Location identification entries
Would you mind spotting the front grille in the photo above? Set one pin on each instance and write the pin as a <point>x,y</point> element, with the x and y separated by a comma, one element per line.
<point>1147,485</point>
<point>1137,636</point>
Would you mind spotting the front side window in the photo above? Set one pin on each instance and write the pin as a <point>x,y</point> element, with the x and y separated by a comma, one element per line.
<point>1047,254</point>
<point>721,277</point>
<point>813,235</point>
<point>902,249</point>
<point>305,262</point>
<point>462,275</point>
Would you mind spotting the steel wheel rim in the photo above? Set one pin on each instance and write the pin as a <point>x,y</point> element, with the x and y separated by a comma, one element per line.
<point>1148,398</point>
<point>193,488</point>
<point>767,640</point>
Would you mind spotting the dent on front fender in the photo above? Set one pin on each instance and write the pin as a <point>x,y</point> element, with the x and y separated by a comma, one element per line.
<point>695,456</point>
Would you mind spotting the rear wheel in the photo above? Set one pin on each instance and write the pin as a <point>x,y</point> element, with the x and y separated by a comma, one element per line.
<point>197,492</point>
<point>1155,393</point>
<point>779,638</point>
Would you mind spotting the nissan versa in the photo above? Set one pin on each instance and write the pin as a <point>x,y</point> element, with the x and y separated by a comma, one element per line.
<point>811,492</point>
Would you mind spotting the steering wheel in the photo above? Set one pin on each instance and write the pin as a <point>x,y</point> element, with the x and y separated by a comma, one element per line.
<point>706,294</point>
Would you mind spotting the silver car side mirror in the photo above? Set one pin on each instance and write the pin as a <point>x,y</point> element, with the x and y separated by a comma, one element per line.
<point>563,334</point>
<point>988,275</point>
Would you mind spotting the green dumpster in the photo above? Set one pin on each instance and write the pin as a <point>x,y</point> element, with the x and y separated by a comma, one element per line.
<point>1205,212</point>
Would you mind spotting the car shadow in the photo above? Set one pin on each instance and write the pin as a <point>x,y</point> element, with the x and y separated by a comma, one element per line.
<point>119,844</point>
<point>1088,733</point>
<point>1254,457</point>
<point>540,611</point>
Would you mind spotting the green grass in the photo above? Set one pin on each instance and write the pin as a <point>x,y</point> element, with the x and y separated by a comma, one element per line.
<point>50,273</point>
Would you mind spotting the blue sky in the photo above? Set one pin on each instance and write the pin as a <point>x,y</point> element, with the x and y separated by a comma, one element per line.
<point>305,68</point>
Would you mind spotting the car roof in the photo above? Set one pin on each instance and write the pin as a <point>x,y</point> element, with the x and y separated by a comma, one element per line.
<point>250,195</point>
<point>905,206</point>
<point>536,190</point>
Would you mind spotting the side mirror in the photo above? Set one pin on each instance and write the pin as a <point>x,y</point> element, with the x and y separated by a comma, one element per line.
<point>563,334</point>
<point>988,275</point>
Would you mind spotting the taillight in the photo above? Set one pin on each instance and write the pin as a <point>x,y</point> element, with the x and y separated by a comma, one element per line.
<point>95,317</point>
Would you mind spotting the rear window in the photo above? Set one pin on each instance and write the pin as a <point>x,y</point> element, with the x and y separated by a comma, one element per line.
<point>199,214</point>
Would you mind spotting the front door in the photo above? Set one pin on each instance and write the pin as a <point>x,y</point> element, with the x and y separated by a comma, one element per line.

What you are asked to do: Put everything from the start of the data down to the line containing "<point>1137,636</point>" into a numbered list, leaving out any blank lines.

Response:
1. Would you mind spotting the front grille in the photo above? Set one pin on each instance and write the pin as a <point>x,y</point> element, with the x and y separated by a comma, one element per line.
2. <point>1147,485</point>
3. <point>1137,636</point>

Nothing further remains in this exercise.